Given text
- - - - - - -
GRE aims to bring knowledge of Roman garden archaeology out of local archaeological journals and print books into a free open access resource in a consistent format that provides scholars, students, and professionals global access to evidence of all types for ancient garden culture.

The entries range from sites that have been excavated using contemporary techniques to early sites where gardens are suspected but not yet proven. The range of evidence assembled includes up-to-date descriptions, plans, stratigraphic sections, bibliography, and photographs of gardens known archaeologically.

For the beta launch of this project, GRE is publishing a selection of the entries assembled by Wilhelmina Jashemski, Kathryn Gleason, Kim J. Hartswick, Amina-Aïcha Malek, and a team of area editors working between 1988-2010. While the work of publishing these assembled gardens will continue over the course of 2021-2022, the new website has also been engineered in such a way as to allow the GRE team and its contributors to update older entries with new information and bibliography and to add new gardens as they are discovered. In some cases, older entries by distinguished scholars who are now deceased will be updated and the original entry will be archived. We intend for both editions of the garden entry to be visible to interested readers.

In the next phase of development, GRE is planning to add a glossary and thematic entries on topics such as garden representations, inscriptions, archaeobotanical findings, and water features. In assembling all the known garden evidence into a single online corpus, GRE seeks to expand the scope of research on Roman gardens, as well as to stimulate further field research.
- - - - - - -
What to work on
a - Answer these questions about the passage on Roman garden archaeology, one per line:
(i) Between which years did the team of area editors work?
(ii) Over which years will the work of publishing the assembled gardens continue?
(iii) What topics are named for the thematic material planned for the next phase of development?
b - Which lines of the entries contain the word "wooden"? Gather each of them and copy it out.
The passage on Roman garden archaeology and the entries that come after it have no connection to each other.
- - - - - - -
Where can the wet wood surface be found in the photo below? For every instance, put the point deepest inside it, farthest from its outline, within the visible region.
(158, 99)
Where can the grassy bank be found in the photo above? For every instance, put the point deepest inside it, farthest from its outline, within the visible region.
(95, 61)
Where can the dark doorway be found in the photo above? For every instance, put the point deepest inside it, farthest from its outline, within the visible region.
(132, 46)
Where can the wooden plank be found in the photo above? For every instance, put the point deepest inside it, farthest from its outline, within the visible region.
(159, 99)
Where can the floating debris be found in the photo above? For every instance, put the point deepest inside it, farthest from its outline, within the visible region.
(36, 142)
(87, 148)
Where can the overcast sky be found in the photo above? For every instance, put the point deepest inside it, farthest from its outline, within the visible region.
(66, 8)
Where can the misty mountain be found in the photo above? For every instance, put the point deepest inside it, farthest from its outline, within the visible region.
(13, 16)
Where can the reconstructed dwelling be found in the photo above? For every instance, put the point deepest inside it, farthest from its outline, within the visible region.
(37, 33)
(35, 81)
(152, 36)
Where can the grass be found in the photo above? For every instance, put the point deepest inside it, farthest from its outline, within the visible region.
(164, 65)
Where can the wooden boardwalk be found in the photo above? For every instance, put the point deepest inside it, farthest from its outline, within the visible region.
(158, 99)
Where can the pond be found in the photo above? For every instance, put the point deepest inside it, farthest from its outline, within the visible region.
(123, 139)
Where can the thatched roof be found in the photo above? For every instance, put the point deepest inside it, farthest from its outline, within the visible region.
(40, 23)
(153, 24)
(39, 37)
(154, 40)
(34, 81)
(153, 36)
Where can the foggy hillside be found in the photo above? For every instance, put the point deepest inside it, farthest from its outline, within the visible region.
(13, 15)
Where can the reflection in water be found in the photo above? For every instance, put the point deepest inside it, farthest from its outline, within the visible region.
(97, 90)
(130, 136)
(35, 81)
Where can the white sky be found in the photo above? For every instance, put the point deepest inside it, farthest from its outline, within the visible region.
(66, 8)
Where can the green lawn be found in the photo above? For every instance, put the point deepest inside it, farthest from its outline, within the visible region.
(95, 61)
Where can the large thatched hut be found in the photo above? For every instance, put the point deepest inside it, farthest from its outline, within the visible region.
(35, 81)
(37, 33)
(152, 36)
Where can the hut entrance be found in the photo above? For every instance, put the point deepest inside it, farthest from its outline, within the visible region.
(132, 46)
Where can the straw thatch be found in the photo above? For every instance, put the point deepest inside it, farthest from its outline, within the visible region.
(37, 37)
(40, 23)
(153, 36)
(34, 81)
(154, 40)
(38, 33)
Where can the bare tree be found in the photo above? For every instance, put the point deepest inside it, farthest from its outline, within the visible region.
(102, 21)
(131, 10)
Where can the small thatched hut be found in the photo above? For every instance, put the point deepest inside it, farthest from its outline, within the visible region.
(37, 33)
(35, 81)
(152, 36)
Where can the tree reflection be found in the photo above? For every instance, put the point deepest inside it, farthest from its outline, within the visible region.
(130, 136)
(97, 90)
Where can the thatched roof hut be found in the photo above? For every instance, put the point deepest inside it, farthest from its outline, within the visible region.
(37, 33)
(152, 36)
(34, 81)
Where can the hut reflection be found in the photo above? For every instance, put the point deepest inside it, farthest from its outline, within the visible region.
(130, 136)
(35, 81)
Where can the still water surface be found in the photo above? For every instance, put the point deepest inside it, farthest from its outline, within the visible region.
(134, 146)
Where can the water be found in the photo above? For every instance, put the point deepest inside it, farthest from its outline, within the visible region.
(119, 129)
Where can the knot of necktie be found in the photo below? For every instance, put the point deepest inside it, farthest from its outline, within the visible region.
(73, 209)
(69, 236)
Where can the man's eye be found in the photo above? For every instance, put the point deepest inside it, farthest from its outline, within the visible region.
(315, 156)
- - - - - - -
Exercise results
a -
(i) 1988-2010
(ii) 2021-2022
(iii) Garden representations, inscriptions, archaeobotanical findings, and water features

b -
Where can the wooden plank be found in the photo above? For every instance, put the point deepest inside it, farthest from its outline, within the visible region.
Where can the wooden boardwalk be found in the photo above? For every instance, put the point deepest inside it, farthest from its outline, within the visible region.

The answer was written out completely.